§ **WHAT YOU SHOULD DO**
Please print every one of the records below word for word, line by line.

§ **DATA TO USE**
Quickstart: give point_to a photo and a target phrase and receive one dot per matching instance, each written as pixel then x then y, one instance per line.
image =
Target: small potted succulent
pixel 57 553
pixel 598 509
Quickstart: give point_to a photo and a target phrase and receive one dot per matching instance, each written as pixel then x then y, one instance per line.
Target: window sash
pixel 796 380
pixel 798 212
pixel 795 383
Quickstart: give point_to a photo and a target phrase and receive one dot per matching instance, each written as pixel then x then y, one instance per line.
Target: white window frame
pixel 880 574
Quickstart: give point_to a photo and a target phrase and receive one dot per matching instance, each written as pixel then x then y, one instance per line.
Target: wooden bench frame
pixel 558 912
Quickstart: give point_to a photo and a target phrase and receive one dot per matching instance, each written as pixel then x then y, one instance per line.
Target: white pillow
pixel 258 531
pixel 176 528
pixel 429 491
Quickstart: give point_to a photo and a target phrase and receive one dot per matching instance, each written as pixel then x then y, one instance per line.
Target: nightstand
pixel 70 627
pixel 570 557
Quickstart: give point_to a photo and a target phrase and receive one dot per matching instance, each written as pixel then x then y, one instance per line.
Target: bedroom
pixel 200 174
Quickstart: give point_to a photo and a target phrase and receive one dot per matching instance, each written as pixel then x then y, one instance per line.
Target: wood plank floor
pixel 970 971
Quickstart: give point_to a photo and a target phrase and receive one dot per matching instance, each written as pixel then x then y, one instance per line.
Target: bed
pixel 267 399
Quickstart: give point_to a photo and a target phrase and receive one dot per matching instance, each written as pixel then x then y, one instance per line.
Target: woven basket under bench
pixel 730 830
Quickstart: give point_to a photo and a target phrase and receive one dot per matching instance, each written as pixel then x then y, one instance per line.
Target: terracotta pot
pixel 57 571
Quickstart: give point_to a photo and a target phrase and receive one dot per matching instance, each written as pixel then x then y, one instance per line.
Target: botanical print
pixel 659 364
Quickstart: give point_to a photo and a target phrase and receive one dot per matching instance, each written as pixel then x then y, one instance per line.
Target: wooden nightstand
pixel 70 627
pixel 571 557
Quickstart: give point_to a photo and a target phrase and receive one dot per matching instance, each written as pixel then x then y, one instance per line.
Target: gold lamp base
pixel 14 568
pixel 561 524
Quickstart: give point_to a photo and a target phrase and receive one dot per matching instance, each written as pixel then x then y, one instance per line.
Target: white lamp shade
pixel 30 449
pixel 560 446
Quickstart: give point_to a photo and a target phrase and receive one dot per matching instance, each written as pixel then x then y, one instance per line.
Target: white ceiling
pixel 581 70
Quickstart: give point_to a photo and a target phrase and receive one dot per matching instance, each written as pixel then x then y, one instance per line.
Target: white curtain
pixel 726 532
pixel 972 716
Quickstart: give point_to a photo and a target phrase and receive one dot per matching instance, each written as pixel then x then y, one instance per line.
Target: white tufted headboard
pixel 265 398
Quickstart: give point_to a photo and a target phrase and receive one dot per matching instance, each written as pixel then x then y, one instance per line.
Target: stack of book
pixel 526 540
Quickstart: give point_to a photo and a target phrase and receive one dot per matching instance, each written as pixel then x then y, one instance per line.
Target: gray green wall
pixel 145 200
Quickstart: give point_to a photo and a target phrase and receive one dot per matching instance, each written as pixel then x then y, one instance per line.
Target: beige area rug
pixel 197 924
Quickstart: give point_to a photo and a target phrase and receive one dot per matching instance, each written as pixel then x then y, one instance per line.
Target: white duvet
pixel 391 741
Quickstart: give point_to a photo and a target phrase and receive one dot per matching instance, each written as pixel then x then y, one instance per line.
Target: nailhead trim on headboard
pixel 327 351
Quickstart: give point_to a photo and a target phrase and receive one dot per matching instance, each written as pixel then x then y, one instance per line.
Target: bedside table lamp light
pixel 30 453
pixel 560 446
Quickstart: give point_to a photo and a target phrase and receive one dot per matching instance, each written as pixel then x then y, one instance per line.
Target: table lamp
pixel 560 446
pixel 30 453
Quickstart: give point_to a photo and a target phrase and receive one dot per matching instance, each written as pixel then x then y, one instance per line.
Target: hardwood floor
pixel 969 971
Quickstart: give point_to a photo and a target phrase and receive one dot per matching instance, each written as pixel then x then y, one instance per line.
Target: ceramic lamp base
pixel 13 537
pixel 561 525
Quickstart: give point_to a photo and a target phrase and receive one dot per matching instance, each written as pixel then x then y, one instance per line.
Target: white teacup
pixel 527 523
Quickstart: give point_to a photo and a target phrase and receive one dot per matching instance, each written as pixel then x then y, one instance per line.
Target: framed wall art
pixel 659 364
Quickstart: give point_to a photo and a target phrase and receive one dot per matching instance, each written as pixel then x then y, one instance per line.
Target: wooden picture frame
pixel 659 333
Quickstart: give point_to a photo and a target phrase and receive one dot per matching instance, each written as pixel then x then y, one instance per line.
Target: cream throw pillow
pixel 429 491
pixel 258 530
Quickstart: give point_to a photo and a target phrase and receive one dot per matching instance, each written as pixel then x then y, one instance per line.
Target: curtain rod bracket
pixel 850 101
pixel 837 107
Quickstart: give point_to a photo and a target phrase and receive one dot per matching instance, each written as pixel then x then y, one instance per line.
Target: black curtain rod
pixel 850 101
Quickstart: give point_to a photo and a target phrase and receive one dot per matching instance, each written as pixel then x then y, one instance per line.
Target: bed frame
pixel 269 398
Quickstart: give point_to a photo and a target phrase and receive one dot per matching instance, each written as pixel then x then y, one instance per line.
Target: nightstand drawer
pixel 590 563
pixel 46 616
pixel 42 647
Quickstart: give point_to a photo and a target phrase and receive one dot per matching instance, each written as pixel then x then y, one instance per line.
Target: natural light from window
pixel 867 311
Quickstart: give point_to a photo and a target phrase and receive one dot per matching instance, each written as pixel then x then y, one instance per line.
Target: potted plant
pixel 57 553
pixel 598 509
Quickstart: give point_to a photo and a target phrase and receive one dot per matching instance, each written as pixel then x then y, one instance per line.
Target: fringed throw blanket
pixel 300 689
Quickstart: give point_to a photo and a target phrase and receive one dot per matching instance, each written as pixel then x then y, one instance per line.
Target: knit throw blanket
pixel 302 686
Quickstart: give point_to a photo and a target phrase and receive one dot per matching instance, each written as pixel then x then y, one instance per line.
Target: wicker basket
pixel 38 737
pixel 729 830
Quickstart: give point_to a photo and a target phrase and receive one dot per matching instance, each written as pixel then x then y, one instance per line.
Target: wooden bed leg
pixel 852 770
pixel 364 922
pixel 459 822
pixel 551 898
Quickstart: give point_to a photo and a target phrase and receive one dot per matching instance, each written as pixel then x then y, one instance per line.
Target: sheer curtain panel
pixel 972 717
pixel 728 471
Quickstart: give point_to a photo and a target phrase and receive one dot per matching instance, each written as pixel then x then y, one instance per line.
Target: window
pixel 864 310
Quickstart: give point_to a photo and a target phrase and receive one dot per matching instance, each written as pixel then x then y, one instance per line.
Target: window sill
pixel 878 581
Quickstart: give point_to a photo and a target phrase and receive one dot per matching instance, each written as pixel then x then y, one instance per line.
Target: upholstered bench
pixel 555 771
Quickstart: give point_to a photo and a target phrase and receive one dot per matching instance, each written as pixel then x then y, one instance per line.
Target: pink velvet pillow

§ **OUTPUT**
Quickstart: give point_to a photo and a target phrase and receive one dot per matching instance, each written as pixel then x then y, one instance per line.
image =
Target: small potted succulent
pixel 57 553
pixel 598 509
Quickstart: give point_to a photo and a target phrase and receive one dot per matching instance, each written as pixel then x then y, one instance per line.
Target: window sash
pixel 796 380
pixel 798 212
pixel 795 383
Quickstart: give point_to a photo and a target phrase and receive one dot per matching instance, each written as pixel then x then y, one instance per line.
Target: white window frame
pixel 880 574
Quickstart: give point_to a photo and a target phrase and receive one dot per matching instance, each written as pixel then x then y, one instance per line.
Target: wooden bench frame
pixel 558 912
Quickstart: give point_to a photo and a target phrase and receive one dot per matching instance, each written as pixel then x then y, one instance per line.
Target: white pillow
pixel 258 531
pixel 176 528
pixel 429 491
Quickstart: give point_to a photo and a target phrase and receive one dot per matching instance, each written as pixel then x then y, one instance per line.
Target: nightstand
pixel 70 627
pixel 570 557
Quickstart: give point_to a photo and a target phrase and receive one dot per matching instance, each written as pixel then x then y, one instance per line.
Target: bedroom
pixel 200 174
Quickstart: give point_to a photo and a target phrase and receive one dot per matching instance, each written as pixel then x then y, one instance per line.
Target: wood plank floor
pixel 970 971
Quickstart: give point_to a photo and a target phrase and receive one dot per matching instance, each written as pixel then x then y, one instance per line.
Target: bed
pixel 267 399
Quickstart: give point_to a photo and a target phrase and receive one dot per matching instance, each written as pixel then x then y, one instance per line.
Target: woven basket under bench
pixel 730 830
Quickstart: give point_to a photo and a target phrase and receive one dot per matching instance, each written as pixel then x then y, one instance per line.
Target: terracotta pot
pixel 57 571
Quickstart: give point_to a photo and a target phrase and receive one dot per matching instance, each written as pixel then x then y, one instance per line.
Target: botanical print
pixel 659 364
Quickstart: give point_to a photo and a target phrase and receive one dot per matching instance, each written as pixel then x then y, one instance per line.
Target: wooden nightstand
pixel 70 627
pixel 571 557
Quickstart: give point_to a photo and a target phrase and receive one dot per matching instance, each written as pixel then x then y, one instance per line.
Target: gold lamp base
pixel 14 568
pixel 561 524
Quickstart: give point_to a photo and a target phrase and receive one dot per matching instance, each written as pixel then x then y, one instance per line.
Target: white lamp shade
pixel 30 449
pixel 560 446
Quickstart: give point_to a photo and a target phrase and receive one dot per matching instance, each written as pixel then x then y, one instance per line.
Target: white ceiling
pixel 581 70
Quickstart: give point_to a photo and a target phrase and receive one dot per matching instance, each written as pixel then x then y, one instance per line.
Target: white curtain
pixel 726 532
pixel 972 716
Quickstart: give point_to a photo and a target phrase and receive one dot per matching instance, each written as pixel then x then y, one instance per line.
Target: white tufted headboard
pixel 265 398
Quickstart: give point_to a photo and a target phrase and receive one dot per matching instance, each written as pixel then x then y, one instance per line.
Target: stack of book
pixel 526 540
Quickstart: give point_to a photo and a target phrase and receive one dot per matching instance, each written as pixel then x then y, one instance per line.
Target: gray green wall
pixel 145 200
Quickstart: give point_to a photo and a target phrase and receive one dot per matching instance, each written as pixel then x then y, one instance per line.
Target: beige area rug
pixel 197 924
Quickstart: give point_to a photo and a target phrase and receive one dot per matching instance, each written as pixel then x then y, one instance per line.
Target: white duvet
pixel 391 741
Quickstart: give point_to a photo and a target phrase and receive one dot per matching instance, each written as pixel then x then y, one instance per line.
Target: nailhead trim on headboard
pixel 327 351
Quickstart: give point_to a photo and a target phrase and receive one dot per matching instance, each written as pixel then x then y, one instance per line.
Target: bedside table lamp light
pixel 30 453
pixel 560 446
Quickstart: give point_to a photo and a target phrase and receive one dot per matching instance, each written as pixel then x then y, one instance per line.
Target: table lamp
pixel 560 446
pixel 30 453
Quickstart: give point_to a photo and a target phrase and receive one dot per matching instance, each written as pixel then x then y, one instance per line.
Target: hardwood floor
pixel 969 971
Quickstart: give point_to a photo and a target phrase and receive one dot per matching instance, each written as pixel then x then y, one instance per line.
Target: ceramic lamp base
pixel 13 537
pixel 561 525
Quickstart: give point_to a photo and a target phrase and receive one dot per matching instance, each written as pixel then x then y, one instance per line.
Target: white teacup
pixel 527 523
Quickstart: give point_to a photo and a target phrase and receive one dot per matching instance, each written as pixel then x then y, one instance per line.
Target: framed wall art
pixel 659 364
Quickstart: give point_to a photo and a target phrase and receive one dot per matching instance, each written as pixel then x then y, one instance per line.
Target: wooden picture frame
pixel 659 333
Quickstart: give point_to a photo and a target phrase and receive one dot per matching instance, each written as pixel then x then y, one instance per line.
Target: cream throw pillow
pixel 429 491
pixel 258 530
Quickstart: give point_to a photo and a target phrase and receive one dot per matching instance, each written as pixel then x then y, one instance per line.
Target: curtain rod bracket
pixel 850 101
pixel 837 107
Quickstart: give point_to a photo and a target phrase and receive one dot per matching instance, each written as pixel then x then y, one instance per line.
Target: black curtain rod
pixel 850 101
Quickstart: give point_to a photo and a target phrase and receive one dot per matching instance, each written as pixel then x then y, one instance per line.
Target: bed frame
pixel 269 398
Quickstart: give point_to a photo and a target phrase and receive one dot per matching instance, each written as pixel then x then y, one instance per line.
Target: nightstand drawer
pixel 590 563
pixel 46 616
pixel 42 647
Quickstart: give point_to a photo and a target phrase and receive one dot per matching instance, each written as pixel then x then y, one instance per line.
Target: natural light from window
pixel 867 311
Quickstart: give point_to a photo and a target phrase and receive one dot per matching instance, each written as pixel then x then y, one instance per line.
Target: potted plant
pixel 57 553
pixel 598 509
Quickstart: give point_to a photo and a target phrase and receive one dot per matching instance, each written as pixel then x then y, one instance per line.
Target: fringed throw blanket
pixel 300 689
Quickstart: give point_to a photo and a target phrase and receive one dot per matching instance, each written as pixel then x then y, one instance per line.
Target: knit throw blanket
pixel 302 686
Quickstart: give point_to a photo and a target phrase and receive one dot per matching instance, each written as pixel then x then y, one instance per line.
Target: wicker basket
pixel 38 737
pixel 729 830
Quickstart: give point_to a photo and a target phrase and receive one dot per matching instance, each written as pixel then x then y, one instance per line.
Target: wooden bed leg
pixel 852 770
pixel 364 922
pixel 459 822
pixel 551 898
Quickstart: give point_to a photo and a target phrase and receive one dot per matching instance, each written as pixel then x then y, one instance per line.
Target: sheer curtain panel
pixel 972 717
pixel 728 471
Quickstart: give point_to a photo and a target phrase and receive one dot per matching instance, each written as pixel then x then y, one instance per line.
Target: window
pixel 864 310
Quickstart: give point_to a photo and a target phrase and receive one dot per matching instance, each written as pixel then x then y, one instance per line.
Target: window sill
pixel 878 581
Quickstart: give point_to a photo and a target phrase and receive one dot per matching instance, each written as pixel then x then y, one instance per line.
Target: upholstered bench
pixel 555 771
Quickstart: give point_to a photo and a target phrase and receive one dot per matching instance, each written as pixel then x then y, one instance per line.
Target: pink velvet pillow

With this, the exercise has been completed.